++++ DATASET ++++

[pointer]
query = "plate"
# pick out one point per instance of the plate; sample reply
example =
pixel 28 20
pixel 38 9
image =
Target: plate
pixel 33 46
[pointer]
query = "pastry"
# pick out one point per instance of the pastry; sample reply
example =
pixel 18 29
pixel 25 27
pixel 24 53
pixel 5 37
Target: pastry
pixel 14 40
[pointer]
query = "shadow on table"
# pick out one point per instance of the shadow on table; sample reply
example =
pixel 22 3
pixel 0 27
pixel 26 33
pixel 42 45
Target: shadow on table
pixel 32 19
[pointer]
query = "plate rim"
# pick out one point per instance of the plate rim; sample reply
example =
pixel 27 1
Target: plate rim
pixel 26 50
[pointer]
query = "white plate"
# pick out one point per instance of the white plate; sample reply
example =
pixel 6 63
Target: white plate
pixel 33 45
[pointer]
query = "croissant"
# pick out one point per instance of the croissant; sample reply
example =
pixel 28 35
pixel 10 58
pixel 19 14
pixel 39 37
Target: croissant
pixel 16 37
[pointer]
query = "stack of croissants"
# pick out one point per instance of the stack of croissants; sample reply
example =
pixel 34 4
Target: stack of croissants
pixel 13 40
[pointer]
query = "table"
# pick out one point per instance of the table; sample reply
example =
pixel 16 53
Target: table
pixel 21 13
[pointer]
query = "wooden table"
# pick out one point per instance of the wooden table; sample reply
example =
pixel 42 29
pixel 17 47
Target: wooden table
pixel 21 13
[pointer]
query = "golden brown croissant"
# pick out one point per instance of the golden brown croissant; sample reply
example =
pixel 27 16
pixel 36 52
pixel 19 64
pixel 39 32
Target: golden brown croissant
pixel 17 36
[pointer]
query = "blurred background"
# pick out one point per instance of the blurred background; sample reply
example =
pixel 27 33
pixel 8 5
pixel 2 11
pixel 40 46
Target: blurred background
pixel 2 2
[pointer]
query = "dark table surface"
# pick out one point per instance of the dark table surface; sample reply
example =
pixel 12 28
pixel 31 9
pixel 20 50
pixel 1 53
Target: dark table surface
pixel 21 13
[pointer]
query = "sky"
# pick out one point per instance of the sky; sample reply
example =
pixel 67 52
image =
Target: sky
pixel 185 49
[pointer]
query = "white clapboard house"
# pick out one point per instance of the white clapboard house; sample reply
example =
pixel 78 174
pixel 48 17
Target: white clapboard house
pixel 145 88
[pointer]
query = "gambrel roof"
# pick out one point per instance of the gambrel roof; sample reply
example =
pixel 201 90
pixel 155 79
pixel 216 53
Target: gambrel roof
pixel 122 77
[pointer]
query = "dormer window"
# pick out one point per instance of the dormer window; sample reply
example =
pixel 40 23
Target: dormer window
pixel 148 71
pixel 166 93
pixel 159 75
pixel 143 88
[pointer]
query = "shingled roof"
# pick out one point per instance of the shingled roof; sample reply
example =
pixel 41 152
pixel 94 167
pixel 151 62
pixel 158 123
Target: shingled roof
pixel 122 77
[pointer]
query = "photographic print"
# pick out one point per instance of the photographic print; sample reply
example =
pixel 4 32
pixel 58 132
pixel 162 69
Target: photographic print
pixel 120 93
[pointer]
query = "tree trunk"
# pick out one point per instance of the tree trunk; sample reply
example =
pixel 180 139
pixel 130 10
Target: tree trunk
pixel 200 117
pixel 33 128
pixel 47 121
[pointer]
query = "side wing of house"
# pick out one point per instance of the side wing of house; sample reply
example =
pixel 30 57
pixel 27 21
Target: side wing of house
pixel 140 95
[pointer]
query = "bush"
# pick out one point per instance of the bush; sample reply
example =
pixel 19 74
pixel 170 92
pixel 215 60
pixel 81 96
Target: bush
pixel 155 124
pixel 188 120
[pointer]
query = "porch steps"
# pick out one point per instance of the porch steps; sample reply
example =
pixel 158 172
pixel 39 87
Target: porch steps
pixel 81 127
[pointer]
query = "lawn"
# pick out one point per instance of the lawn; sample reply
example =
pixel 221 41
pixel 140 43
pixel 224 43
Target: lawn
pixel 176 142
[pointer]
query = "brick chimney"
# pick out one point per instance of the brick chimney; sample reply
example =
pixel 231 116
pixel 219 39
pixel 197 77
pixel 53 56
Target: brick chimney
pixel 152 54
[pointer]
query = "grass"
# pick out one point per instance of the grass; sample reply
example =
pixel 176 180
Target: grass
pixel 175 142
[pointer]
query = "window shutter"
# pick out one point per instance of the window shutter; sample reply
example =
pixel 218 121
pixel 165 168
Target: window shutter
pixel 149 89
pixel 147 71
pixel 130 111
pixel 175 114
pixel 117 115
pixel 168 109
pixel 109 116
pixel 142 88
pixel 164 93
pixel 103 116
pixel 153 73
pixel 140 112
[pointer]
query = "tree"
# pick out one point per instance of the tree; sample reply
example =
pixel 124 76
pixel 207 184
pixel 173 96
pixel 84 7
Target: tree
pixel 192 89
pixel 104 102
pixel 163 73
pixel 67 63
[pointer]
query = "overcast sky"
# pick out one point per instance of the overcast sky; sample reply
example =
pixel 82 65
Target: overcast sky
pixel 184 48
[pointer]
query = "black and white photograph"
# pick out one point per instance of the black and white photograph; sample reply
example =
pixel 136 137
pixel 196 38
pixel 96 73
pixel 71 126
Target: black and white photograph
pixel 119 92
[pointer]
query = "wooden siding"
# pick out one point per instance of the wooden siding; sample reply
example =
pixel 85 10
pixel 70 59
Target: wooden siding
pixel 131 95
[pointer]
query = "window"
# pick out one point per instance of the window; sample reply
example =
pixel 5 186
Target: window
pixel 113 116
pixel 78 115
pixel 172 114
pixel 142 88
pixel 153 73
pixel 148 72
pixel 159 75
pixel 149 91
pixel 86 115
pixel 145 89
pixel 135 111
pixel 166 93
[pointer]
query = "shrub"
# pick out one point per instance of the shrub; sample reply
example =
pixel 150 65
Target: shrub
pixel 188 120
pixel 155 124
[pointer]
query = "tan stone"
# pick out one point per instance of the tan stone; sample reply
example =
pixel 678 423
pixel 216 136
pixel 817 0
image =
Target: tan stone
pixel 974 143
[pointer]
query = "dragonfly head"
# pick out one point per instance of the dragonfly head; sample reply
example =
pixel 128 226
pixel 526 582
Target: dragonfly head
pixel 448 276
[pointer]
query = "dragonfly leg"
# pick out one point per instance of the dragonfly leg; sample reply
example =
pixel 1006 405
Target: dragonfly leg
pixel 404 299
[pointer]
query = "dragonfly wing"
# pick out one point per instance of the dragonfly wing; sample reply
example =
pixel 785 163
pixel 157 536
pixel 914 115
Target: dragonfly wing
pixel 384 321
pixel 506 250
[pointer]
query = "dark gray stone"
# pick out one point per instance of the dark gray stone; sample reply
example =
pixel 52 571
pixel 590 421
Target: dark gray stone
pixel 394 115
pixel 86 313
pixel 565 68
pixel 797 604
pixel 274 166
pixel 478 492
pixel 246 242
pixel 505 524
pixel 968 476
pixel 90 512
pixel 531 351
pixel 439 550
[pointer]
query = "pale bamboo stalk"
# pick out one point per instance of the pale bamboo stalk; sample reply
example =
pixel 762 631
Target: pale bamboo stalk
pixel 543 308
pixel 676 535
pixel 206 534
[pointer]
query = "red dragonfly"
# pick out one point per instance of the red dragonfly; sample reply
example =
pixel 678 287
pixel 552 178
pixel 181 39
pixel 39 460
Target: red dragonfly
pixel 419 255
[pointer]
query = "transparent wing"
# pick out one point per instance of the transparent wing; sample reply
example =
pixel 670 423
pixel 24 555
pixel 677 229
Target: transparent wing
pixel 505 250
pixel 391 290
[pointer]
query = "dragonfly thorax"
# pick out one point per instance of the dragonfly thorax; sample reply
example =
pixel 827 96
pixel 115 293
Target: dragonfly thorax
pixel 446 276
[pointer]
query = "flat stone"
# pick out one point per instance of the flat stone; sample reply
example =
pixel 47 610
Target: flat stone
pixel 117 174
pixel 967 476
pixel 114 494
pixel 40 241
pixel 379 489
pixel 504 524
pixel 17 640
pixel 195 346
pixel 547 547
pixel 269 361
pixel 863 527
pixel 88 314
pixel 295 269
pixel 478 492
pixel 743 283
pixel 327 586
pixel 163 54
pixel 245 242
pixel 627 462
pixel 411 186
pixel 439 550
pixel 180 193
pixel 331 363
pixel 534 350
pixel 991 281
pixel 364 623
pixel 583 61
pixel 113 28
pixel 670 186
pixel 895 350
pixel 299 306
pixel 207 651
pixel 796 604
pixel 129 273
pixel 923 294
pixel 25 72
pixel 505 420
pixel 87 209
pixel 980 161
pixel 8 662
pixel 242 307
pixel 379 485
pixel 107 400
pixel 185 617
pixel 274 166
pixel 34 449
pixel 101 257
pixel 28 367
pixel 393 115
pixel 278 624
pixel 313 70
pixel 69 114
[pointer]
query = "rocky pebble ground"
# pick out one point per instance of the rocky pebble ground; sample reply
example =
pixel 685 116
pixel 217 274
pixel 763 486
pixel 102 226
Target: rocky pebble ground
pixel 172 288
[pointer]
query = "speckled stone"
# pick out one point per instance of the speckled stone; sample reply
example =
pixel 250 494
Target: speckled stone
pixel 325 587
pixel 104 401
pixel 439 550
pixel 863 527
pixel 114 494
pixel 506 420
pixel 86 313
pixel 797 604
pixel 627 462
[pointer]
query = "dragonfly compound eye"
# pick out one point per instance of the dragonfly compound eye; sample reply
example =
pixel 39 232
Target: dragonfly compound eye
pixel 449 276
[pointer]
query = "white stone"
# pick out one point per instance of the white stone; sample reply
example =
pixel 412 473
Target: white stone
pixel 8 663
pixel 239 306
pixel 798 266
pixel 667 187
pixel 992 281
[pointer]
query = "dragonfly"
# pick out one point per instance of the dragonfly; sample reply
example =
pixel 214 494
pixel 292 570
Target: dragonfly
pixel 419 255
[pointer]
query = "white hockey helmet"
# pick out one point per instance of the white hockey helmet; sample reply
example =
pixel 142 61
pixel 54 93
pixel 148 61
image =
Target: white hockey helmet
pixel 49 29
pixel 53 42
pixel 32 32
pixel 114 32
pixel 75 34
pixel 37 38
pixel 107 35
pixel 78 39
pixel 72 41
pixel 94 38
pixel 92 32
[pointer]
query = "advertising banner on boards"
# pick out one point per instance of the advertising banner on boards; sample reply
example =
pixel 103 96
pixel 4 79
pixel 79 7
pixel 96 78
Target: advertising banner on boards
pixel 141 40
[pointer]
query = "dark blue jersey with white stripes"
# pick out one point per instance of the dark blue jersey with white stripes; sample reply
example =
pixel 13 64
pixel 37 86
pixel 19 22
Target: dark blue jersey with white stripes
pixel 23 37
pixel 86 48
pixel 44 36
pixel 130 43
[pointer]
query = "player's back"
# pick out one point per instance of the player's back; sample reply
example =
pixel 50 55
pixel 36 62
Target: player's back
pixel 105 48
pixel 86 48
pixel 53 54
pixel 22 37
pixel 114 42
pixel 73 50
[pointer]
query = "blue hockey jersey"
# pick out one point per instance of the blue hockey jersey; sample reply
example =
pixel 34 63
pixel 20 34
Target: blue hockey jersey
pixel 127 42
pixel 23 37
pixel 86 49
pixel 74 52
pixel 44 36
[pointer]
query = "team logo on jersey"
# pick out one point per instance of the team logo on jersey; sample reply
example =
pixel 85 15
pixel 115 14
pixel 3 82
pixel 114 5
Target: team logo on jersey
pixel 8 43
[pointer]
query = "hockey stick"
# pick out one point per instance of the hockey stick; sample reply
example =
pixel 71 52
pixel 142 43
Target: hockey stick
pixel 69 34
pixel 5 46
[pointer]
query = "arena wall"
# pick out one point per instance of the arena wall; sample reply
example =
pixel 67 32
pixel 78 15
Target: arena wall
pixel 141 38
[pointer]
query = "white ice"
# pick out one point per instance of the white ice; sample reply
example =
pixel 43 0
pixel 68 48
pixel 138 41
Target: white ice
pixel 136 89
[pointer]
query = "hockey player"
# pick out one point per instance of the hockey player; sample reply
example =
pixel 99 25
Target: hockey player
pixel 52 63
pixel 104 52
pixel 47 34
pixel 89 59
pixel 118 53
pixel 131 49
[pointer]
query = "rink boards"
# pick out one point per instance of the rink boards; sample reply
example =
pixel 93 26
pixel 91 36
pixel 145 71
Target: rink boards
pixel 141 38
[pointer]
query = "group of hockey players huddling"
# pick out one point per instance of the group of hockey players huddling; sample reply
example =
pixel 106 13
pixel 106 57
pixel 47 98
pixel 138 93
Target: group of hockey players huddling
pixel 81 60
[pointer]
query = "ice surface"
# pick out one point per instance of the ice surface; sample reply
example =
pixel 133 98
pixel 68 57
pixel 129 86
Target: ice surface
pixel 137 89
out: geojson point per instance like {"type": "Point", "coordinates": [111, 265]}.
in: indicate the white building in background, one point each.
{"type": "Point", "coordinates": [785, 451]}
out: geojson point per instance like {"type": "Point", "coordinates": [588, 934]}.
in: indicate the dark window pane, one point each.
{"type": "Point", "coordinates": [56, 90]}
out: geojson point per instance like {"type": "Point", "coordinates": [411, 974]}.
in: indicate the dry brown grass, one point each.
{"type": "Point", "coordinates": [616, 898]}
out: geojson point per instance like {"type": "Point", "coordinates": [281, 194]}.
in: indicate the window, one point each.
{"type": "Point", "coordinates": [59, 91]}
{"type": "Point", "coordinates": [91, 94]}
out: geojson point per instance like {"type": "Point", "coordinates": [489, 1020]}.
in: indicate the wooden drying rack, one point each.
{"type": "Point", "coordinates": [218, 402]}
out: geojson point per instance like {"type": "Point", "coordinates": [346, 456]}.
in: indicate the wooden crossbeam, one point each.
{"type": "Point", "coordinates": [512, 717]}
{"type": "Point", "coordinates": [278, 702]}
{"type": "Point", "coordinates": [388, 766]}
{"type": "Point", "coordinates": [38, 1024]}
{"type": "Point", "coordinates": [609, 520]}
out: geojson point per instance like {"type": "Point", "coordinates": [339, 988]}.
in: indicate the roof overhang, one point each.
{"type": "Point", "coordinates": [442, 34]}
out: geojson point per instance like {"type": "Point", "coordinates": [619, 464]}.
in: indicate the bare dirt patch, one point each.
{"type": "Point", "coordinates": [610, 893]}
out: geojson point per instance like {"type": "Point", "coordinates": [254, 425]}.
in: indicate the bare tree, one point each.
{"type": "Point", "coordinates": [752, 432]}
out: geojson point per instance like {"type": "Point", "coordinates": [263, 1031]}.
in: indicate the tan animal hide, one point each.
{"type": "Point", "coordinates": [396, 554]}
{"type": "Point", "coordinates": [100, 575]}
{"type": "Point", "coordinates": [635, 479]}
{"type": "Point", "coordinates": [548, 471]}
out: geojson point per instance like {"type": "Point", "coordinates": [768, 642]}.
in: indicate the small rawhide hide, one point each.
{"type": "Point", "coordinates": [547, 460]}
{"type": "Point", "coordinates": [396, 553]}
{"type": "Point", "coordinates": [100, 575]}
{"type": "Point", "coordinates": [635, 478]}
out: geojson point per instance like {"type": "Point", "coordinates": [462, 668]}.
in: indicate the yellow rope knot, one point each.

++++

*YOUR ASSIGNMENT*: Looking at the records above, report how many lines contain the word "like". Answer with the number only.

*ANSWER SECTION*: 12